There is then a midsection, a change of social class a privileged class:
(" The hot water at ten. /And if it rains, a closed car at four.')
Apart from the poetic meanings that the lines bear and the way they're expressed, one thing is common, to an extent, is that the palpable twists and turns that shape up the poem as does a game of chess, (with its three parts- opening- middle game and the end-game.") Vivacity and the urgency with the ultimate momentum, is replete or vividly discernible in both forms of expressions.One expresses /reveals one's inner expansion through ones expression, that we call poetry and the same is the case with the game of chess, one is there to outwit the other obviously in a style aesthetic or poetic! A more gripping similarity we see in the last part of the last act of the drama The "Tempest" by Shakespeare as both Ferdinand and Miranda are absorbed in a game of chess! Shakespeare wonderfully reveals the entire course of their marriage rituals in the discourse between the two while playing the game of chess! Their fidelity, love and commitment for each other are vividly marked with a masterly stroke of
words: Miranda:" Sweet lord, you play false." Ferdinand: " No, my dearest love, I would not for the world." Miranda: " Yes, for a score of kingdoms you should wrangle, And I would call it fair play." (Lines: 175-180;act-5) Here, a wonderful thread of ideas has been delivered in the most befitting way of the three components of a game of chess! And that a game of chess unfolds its mysteries in course of time as does the drama here! Moreover, a game of chess has basically three parts that are called: 1) Opening- the innocuous starting of a fierce battle that most befittingly matches that of a Shakespearean drama! 2) The middle game that marks the sparks of intellect of both the players and eventually determines the course of the game as in drama we find the crisis mounting to an enormous height -- crisis--- that determines the lot of the drama as well as the protagonist!
3) Then comes the end game in chess that marks the quiet and calm but the inevitable finish of the game to a point to bring about the " rest is silence!" a most fitting finish that the drama "Hamlet" by Shakespeare creates! To sum up my analysis, I take the privilege to draw a close line between the familiar aspects of these two different phenomena! most alike in essence! Both literature and the game of chess bear some subtle intricacies, as both are the reflections of human behaviour and nature. And both bear a common spirit and that they are expressed in a way almost alike, as far as human imagination and the eternal craving for the "new" is concerned! Could there be anything more interesting than the following statement by chess Master Hans Ree: "Chess is as much a mystery as women!" --with all my respect to the fair sex.

## Your instructions
Reproduce the passage of the essay on chess and literature that begins at the words "3) Then comes" and stops after the words "the fair sex.".

## Excerpted records
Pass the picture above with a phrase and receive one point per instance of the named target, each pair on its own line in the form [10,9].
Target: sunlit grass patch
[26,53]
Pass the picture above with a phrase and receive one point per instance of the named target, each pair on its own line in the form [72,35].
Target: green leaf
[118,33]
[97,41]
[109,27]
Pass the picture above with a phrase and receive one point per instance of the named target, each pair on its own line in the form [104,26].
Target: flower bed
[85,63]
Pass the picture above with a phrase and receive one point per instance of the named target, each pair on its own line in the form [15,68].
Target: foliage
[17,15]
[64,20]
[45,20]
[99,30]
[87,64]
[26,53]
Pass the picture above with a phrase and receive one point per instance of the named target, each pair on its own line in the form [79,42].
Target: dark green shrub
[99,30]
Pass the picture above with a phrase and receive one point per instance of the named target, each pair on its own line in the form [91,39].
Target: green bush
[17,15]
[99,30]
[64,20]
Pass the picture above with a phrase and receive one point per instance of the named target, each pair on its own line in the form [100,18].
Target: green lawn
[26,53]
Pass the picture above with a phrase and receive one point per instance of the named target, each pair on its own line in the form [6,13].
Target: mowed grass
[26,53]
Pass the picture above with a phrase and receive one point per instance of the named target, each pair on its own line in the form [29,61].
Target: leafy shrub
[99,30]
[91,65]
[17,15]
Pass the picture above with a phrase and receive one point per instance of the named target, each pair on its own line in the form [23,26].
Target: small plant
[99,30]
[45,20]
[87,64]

## Full response
3) Then comes the end game in chess that marks the quiet and calm but the inevitable finish of the game to a point to bring about the " rest is silence!" a most fitting finish that the drama "Hamlet" by Shakespeare creates! To sum up my analysis, I take the privilege to draw a close line between the familiar aspects of these two different phenomena! most alike in essence! Both literature and the game of chess bear some subtle intricacies, as both are the reflections of human behaviour and nature. And both bear a common spirit and that they are expressed in a way almost alike, as far as human imagination and the eternal craving for the "new" is concerned! Could there be anything more interesting than the following statement by chess Master Hans Ree: "Chess is as much a mystery as women!" --with all my respect to the fair sex.